WRITTEN EXERCISE 1: Retype the passage in the column about the Patriots' offense that begins at the words "Celebrating when the" and stop after "Jets on Sunday?".
WRITTEN EXERCISE 2: Write what comes next in the column about the Patriots' offense, picking up after its last sentence.

SOURCE:
====
Nitwits like me thought this could be a playoff team. That all the Patriots had to do was play Bill Belichick football -- well-coached, situationally smart, efficient and mistake-free -- and the wins would rain down.

It was easy to be optimistic because -- as Belichick himself said in March -- the cause for optimism was the past 25 years.

It was already a good defense. The offense would revert to being what it had been for most of 2021.

Now, 16 games in with the Patriots at 4-12, we’ve seen a truly great defensive performance flushed down the toilet because “We’ll see how it goes …” turned out not to be a great approach to putting a competitive offense together in the 2020s.

If even half the foresight and acumen Belichick brought to his defense was spent on the Patriots offense, they’d be in the playoffs. It wasn’t. And it hasn’t been for a half-decade or more.

What constitutes a good week for the Patriots? Annoying a decent opponent.

They did it Sunday against the Bills. They did it a couple weeks before against the Chiefs. They annoyed Philly and Miami at the start of this season.

Can being annoying be construed as being on the cusp of competent?

🔊 Patriots Talk: Too many ‘ifs and buts’ as Patriots busted by Bills | Listen & Subscribe | Watch on YouTube

Take the annoyances and then mix in unexpected wins over less-than-mediocre teams like Pittsburgh and Denver. Now squint.

Do you see a plucky team held together by duct tape and popsicle sticks that’s been on the wrong side of a few breaks? Do you look at Sunday’s loss when the Patriots -- for the second week in a row -- got pennies from heaven with a special teams touchdown and say, “Man, sooooo close!”?

Do you -- like quarterback Bailey Zappe -- say, “If you take away those four turnovers, what happens? Who knows?”

Maybe you do.

Or maybe you realized weeks ago that moral victories that weren’t chased by actual victories were worthless.

Celebrating when the Patriots are toilet paper stuck to the shoe of a playoff-bound team is kind of a comedown for this organization. And four years of “Wow, that was fun!” near-misses (Seahawks in ’20, Cowboys and Bucs in ’21, Vikings in ’22) and two outlier wins over the Bills (wind game in 2021, Week 7 this year) out of 64 contests ain’t a sign that prosperity is just around the corner.

At least in 2021 and 2022, the Patriots could still be relied on to curb-stomp bad teams. But would you be STUNNED if they lost to the Jets on Sunday?

The Patriots have spent two years hanging around in games because they found “other ways to score.”

They are 12-21 since the start of last season. Here’s the breakdown of game-by-game offensive touchdowns.

They stunk last year on offense and have gotten worse this year. Almost unimaginably worse. Look at the season-by-season offensive scoring since 2019:

You can blame Mac Jones, Bill O’Brien or injuries if you like. That’s easy.

Or you can conclude they don’t have enough good offensive players. That too many of the players they draft either don’t fit or don’t develop. That there’s no cogent offensive system built around a core of players with complementary strengths.

That Bill Belichick’s post-Brady approach of “We’ll see how it goes” has been in effect for four full seasons now. From Tom Brady to Cam Newton to Mac Jones to Bailey Zappe. That’s how it’s gone.
====
SUPPLIED MATERIAL:
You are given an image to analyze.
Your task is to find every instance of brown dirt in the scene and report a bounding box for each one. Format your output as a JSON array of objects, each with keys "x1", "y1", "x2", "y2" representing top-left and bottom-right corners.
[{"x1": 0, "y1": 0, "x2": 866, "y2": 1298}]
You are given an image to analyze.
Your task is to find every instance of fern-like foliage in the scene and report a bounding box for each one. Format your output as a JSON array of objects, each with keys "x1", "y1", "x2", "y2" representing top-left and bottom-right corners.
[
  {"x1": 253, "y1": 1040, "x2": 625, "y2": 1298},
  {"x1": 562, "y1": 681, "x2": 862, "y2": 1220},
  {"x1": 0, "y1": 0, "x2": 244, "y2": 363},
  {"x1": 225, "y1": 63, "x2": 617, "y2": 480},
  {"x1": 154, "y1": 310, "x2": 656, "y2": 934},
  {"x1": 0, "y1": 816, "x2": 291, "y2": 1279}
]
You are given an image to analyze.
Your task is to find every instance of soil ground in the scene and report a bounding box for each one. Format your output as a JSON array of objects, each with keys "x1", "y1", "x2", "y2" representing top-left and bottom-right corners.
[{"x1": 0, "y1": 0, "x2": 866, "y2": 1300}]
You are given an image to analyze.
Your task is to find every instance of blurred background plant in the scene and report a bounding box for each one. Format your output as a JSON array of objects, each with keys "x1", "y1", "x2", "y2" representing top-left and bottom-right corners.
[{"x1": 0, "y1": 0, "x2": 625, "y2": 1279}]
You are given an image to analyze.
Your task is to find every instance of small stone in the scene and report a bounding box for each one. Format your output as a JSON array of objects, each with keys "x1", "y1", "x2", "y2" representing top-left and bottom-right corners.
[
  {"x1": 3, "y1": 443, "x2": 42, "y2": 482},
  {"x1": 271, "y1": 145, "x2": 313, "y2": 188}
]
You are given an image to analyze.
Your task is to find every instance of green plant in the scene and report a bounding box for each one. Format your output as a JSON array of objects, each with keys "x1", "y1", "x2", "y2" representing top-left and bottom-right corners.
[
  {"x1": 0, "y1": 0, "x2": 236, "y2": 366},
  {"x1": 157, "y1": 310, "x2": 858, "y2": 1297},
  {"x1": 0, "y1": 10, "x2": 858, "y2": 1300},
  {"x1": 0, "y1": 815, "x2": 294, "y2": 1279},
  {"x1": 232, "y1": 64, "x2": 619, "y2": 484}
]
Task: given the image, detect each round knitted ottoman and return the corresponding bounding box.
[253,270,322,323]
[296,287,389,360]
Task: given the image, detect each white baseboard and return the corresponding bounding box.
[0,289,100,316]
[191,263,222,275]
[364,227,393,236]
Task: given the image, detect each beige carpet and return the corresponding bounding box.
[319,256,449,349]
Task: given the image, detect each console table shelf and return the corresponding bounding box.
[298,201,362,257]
====
EXERCISE OUTPUT 1:
Celebrating when the Patriots are toilet paper stuck to the shoe of a playoff-bound team is kind of a comedown for this organization. And four years of “Wow, that was fun!” near-misses (Seahawks in ’20, Cowboys and Bucs in ’21, Vikings in ’22) and two outlier wins over the Bills (wind game in 2021, Week 7 this year) out of 64 contests ain’t a sign that prosperity is just around the corner.

At least in 2021 and 2022, the Patriots could still be relied on to curb-stomp bad teams. But would you be STUNNED if they lost to the Jets on Sunday?

EXERCISE OUTPUT 2:
Belichick may sprint from responsibility for the offense. Blame coaching staff attrition. Blame cap constraints from the late-Brady years. Blame Jones for being an insurrectionist. Blame Robert Kraft for foisting Bill O’Brien on him if Belichick actually believed things were headed in the right direction under Matt Patricia and Joe Judge.

And he may guide conversation to the defense where it’s been one fruitless week of brilliance after another.

The Bills' scoring drives on Sunday went like this:

  • Four plays, four yards, FG
  • Four plays, 14 yards, TD
  • Seven plays, 24 yards, FG
  • Eight plays, 75 yards, TD

One sustained drive.

It’s been like that since Week 1 when they held Philly to four field goals and a 26-yard touchdown drive and lost because of a pick-six.

Even in the 38-3 loss to Dallas, there was only one touchdown drive of consequence, a 10-play, 75-yarder. Everything else was field goals and defensive scores as the Cowboys went up 28.

In the 34-0 loss to the Saints, the game started with a pick-six for New Orleans. There were two TD drives longer than 35 yards.

And while the offense can’t take the slightest jostle without falling to pieces, the defense lost Matthew Judon and Christian Gonzalez for the year. One of the two outside cornerbacks they counted on, Jack Jones, had to be released for pain-in-the-assery. Jonathan Jones missed a bunch of time. Jabrill Peppers missed the past two games. But it’s still “next man up.”

Is that because of Bill Belichick?

Some of it, sure. It’s the players he and the personnel department scouted and selected. And it’s the development of the players under the position coaches Bill trained and hired. And it’s the week-to-week game plans hatched by Jerod Mayo and Steve Belichick.

And it’s Belichick’s defensive blueprint, since everyone on that side of the ball -- players and coaches -- was raised on his philosophies. It’s his stoic, do-your-job mentality. He’s the one that fostered a mindset to pursue excellence even if -- in the grand scheme -- the excellence won’t be rewarded because the offense is so atrocious.

But credit for the Patriots' brilliant ’23 defense should start with the ones executing it -- the players -- and then the coaches putting them in position to do so: Jerod Mayo and Steve Belichick.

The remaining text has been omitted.